文章摘录 |
前言
最近在鼓捣KITTI数据集,上一篇绘制了KITTI数据集中odometry的xy数据。之后也进行了一些详细的了解,odometry数据集中每一帧图像的相机坐标都是有12个元素构成,即[R|t],R是旋转矩阵,t是平移向量,今天突发奇想,想将旋转矩阵转为旋转向量。本来是想着自己写的,写了一半出去玩了一天,回来之后找到了相关的转换算法,就是deepvo项目中有一个转换算法。
Show you the Code
下面这段是主要的转换代码,项目里面把这段代码封装在helper.py里面
import numpy as np
import math
# epsilon for testing whether a number is close to zero
_EPS = np.finfo(float).eps * 4.0
def isRotationMatrix(R) :
Rt = np.transpose(R)
shouldBeIdentity = np.dot(Rt, R)
I = np.identity(3, dtype = R.dtype)
n = np.linalg.norm(I - shouldBeIdentity)

任务目标 1 |
在列表中，从开头那一行起，一直到含有“point(82, 93)”的那一行为止，两头都算，把这些行全部重新写一遍，每个答案坐标的数值都加上149，其他内容照原样保留。
上面的文章摘录和下面的列表互不相关。

所给材料 |
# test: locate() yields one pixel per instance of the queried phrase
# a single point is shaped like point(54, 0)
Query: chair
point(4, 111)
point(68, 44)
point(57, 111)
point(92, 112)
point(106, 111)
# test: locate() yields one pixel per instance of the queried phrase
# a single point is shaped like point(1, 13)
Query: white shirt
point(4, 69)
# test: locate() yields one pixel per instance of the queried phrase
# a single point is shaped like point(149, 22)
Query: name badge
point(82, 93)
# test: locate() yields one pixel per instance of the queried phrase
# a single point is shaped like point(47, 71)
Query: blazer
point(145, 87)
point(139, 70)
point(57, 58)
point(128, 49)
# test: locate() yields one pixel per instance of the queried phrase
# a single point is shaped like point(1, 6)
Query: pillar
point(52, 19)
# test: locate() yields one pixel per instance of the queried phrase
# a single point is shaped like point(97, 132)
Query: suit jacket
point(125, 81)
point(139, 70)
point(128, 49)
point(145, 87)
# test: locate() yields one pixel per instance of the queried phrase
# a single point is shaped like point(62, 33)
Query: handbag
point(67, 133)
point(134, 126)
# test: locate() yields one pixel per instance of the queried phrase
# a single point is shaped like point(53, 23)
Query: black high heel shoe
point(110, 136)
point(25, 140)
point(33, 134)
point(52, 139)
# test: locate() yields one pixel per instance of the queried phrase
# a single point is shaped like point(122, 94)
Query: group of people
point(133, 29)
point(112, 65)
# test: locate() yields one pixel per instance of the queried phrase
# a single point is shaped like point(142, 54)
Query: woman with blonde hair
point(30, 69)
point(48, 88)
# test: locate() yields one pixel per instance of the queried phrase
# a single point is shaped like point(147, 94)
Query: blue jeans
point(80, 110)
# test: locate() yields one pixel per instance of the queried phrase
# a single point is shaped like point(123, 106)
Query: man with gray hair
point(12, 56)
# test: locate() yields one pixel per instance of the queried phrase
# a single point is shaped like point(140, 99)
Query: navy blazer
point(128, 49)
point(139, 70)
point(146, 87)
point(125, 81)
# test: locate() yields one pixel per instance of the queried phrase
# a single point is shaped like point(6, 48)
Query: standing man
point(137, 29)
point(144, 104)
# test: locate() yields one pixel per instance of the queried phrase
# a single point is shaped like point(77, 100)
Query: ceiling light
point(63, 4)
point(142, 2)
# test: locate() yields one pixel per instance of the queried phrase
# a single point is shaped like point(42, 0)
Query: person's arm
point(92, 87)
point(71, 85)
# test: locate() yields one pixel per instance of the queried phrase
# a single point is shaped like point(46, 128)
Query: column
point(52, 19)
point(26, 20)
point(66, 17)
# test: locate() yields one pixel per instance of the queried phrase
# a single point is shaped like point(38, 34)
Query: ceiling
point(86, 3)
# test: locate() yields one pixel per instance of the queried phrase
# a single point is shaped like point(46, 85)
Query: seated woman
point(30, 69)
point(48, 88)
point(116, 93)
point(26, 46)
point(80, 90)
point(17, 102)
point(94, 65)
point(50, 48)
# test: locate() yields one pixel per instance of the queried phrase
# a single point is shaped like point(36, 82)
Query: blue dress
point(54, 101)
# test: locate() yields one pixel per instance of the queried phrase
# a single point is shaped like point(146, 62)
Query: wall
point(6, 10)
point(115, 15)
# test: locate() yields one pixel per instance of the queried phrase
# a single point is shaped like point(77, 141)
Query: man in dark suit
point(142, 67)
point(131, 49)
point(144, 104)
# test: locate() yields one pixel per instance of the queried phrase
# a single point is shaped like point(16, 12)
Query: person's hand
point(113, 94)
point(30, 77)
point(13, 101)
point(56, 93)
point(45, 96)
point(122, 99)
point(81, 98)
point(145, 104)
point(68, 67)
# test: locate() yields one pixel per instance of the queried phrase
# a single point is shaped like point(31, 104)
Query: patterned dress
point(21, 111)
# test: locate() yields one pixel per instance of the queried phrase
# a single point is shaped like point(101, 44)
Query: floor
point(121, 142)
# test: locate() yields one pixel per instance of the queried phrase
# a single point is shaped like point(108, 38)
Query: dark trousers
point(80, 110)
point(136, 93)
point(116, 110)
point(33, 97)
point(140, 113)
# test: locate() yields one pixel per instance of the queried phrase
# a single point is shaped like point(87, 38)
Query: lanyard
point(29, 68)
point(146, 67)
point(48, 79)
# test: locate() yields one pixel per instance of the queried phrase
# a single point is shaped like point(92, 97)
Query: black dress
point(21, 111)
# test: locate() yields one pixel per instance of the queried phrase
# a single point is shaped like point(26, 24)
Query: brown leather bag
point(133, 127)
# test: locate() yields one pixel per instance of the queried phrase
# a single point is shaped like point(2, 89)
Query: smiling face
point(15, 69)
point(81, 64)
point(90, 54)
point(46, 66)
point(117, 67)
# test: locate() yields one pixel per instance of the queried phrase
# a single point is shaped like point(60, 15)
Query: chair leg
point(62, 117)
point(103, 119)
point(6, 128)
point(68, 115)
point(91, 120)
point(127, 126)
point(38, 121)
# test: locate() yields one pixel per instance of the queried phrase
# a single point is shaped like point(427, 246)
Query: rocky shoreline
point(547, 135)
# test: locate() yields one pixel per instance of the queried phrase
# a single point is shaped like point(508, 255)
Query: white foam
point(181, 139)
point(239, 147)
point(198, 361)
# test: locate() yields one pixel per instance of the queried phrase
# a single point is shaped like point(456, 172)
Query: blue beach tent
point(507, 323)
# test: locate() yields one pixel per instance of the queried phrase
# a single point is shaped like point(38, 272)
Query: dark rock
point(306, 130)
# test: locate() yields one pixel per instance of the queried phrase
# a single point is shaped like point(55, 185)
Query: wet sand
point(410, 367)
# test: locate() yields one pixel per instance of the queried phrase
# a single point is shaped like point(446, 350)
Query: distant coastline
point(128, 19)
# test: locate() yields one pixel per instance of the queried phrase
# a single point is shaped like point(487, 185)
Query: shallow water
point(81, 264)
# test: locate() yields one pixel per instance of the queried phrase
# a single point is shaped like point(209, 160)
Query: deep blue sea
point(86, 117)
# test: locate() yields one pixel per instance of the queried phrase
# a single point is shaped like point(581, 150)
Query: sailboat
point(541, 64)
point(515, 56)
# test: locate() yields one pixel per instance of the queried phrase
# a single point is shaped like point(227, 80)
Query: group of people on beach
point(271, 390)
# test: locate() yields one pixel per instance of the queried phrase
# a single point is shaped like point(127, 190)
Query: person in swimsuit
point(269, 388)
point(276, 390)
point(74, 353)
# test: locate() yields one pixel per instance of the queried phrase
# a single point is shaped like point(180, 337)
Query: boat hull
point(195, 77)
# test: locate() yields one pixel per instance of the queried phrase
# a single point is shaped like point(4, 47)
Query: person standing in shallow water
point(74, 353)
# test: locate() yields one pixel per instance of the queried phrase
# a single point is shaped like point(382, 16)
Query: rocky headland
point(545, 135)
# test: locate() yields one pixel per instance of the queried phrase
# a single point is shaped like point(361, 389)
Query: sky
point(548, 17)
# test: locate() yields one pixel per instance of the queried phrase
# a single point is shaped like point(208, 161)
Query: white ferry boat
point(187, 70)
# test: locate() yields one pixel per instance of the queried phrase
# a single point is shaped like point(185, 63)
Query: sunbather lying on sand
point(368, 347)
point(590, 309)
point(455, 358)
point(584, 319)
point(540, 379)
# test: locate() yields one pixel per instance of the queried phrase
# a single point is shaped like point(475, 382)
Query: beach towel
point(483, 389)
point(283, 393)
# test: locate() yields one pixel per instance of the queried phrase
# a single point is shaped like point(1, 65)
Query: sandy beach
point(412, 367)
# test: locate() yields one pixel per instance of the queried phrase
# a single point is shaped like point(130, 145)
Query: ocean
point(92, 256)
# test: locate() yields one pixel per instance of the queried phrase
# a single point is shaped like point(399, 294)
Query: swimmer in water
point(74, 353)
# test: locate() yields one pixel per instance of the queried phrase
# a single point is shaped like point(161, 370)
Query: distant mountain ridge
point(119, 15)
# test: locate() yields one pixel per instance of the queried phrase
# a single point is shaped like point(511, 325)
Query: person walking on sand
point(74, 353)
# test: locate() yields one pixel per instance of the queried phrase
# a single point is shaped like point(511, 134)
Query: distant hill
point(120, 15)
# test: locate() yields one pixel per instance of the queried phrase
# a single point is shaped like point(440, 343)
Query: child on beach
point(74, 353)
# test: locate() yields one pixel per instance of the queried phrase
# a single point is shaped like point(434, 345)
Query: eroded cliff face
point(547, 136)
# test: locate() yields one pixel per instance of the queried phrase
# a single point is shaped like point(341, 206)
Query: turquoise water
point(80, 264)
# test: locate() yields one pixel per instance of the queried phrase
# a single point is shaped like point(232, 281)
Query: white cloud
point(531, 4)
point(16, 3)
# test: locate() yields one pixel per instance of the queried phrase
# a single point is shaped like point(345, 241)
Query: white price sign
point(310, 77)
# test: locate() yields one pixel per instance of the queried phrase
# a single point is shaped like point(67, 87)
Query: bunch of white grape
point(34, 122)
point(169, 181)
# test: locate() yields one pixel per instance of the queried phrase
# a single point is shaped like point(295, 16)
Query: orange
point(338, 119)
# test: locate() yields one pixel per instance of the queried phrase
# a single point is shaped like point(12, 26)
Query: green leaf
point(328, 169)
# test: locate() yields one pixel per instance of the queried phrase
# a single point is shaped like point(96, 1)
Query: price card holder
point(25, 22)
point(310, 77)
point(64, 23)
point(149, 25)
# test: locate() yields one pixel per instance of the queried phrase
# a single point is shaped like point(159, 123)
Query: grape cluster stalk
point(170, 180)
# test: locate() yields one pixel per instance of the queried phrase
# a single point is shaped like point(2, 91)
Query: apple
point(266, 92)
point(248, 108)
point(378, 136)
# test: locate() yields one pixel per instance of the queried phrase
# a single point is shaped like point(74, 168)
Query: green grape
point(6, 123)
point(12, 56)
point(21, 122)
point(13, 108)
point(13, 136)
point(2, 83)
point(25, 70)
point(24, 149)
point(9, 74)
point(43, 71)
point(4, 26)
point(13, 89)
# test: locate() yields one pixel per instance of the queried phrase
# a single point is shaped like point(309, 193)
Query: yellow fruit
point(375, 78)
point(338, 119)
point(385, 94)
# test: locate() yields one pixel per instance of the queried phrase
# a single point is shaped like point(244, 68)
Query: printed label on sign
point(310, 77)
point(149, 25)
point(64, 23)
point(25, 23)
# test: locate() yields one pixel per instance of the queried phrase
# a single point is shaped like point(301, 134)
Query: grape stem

任务目标 2 |
文章摘录的代码里调用了哪些以 np 开头的函数？请全部列出来。

任务答案 1 |
# test: locate() yields one pixel per instance of the queried phrase
# a single point is shaped like point(54, 0)
Query: chair
point(153, 260)
point(217, 193)
point(206, 260)
point(241, 261)
point(255, 260)
# test: locate() yields one pixel per instance of the queried phrase
# a single point is shaped like point(1, 13)
Query: white shirt
point(153, 218)
# test: locate() yields one pixel per instance of the queried phrase
# a single point is shaped like point(149, 22)
Query: name badge
point(231, 242)

任务答案 2 |
np.finfo、np.transpose、np.dot、np.identity、np.linalg.norm